Reproduce every line of the listing below word for word, leaving nothing out.

§ **Collected data entries**:
## START
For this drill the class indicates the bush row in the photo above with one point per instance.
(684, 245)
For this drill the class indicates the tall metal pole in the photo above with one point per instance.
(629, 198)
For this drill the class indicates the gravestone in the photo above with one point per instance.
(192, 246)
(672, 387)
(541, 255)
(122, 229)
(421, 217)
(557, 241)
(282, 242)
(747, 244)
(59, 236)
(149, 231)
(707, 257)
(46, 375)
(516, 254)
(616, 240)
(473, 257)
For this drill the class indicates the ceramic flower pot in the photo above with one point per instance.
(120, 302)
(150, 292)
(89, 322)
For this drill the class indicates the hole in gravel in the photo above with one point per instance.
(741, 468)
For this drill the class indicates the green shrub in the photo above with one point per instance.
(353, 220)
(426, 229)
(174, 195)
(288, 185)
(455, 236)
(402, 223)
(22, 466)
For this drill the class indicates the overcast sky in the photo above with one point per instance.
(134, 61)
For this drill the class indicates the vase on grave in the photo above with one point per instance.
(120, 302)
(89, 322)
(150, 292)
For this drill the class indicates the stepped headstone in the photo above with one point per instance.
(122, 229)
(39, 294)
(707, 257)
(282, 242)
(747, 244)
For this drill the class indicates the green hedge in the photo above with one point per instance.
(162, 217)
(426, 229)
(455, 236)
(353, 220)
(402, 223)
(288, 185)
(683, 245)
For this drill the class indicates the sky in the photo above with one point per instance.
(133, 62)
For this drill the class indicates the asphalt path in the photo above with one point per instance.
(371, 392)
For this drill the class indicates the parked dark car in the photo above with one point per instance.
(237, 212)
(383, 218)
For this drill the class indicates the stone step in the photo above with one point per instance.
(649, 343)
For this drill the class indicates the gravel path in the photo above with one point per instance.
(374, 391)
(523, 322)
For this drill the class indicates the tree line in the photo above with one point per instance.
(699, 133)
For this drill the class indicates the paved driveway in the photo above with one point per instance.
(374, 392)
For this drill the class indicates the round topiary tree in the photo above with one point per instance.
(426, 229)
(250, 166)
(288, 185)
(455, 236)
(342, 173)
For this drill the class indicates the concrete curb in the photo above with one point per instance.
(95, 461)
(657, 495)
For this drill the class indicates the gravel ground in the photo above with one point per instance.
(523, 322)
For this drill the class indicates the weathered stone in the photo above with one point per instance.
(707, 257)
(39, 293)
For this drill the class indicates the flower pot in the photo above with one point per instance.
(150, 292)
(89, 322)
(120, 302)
## END
§ **Correct result**:
For this drill the class indicates the bush row in the photo above with one point per instance.
(684, 245)
For this drill the class indicates the tall metal pole in the photo above with one point per instance.
(629, 198)
For this drill the class indicates the gravestone in the photo above with one point per instance.
(192, 246)
(672, 387)
(541, 255)
(122, 229)
(421, 217)
(557, 241)
(282, 242)
(747, 244)
(59, 236)
(149, 231)
(707, 257)
(46, 375)
(516, 254)
(616, 240)
(473, 257)
For this drill the class indicates the ceramic flower pot in the photo above with one point per instance.
(120, 302)
(150, 292)
(89, 322)
For this drill the class indicates the hole in gravel in the photo above with one point per instance.
(741, 468)
For this drill the class indicates the green shrub in the photo above with one point per instance.
(353, 220)
(426, 229)
(174, 195)
(288, 185)
(455, 236)
(402, 223)
(22, 466)
For this drill the class indicates the overcast sky in the photo above with one point per instance.
(134, 61)
For this drill the class indicates the vase on grave in the photo above with one point per instance.
(120, 302)
(89, 322)
(150, 292)
For this drill the class indicates the stepped headstone in the photo above with one point per instance.
(122, 229)
(39, 294)
(707, 257)
(282, 242)
(747, 244)
For this drill the class indicates the green hedge in the photo above with one point per instance.
(162, 217)
(426, 229)
(455, 236)
(353, 220)
(402, 223)
(288, 185)
(683, 245)
For this drill the class indicates the sky in the photo above with one point per instance.
(133, 62)
For this drill the class indicates the asphalt path in the photo above with one point per instance.
(371, 392)
For this drill the class indicates the parked dark car in the photo above with one point per instance.
(237, 212)
(383, 218)
For this drill the class indicates the stone step in the photo above with one point per instance.
(649, 343)
For this drill the class indicates the gravel path in the photo above with one point per instance.
(374, 391)
(523, 322)
For this drill the class indicates the tree line in the photo above with one point per instance.
(699, 133)
For this drill the class indicates the paved driveway in the photo above with one point per instance.
(374, 392)
For this drill the class indicates the round topiary tree in the photo above with one point per instance.
(426, 229)
(250, 166)
(288, 185)
(455, 236)
(342, 173)
For this drill the class indicates the concrete curb in the photo above with one point per instance.
(95, 461)
(657, 495)
For this drill the class indicates the gravel ground in the photo above with one point per instance.
(523, 322)
For this drill the class indicates the weathered stone in the photo above with one point per instance.
(707, 257)
(39, 293)
For this drill the class indicates the flower pot in the photo above with one point per instance.
(150, 292)
(89, 322)
(120, 302)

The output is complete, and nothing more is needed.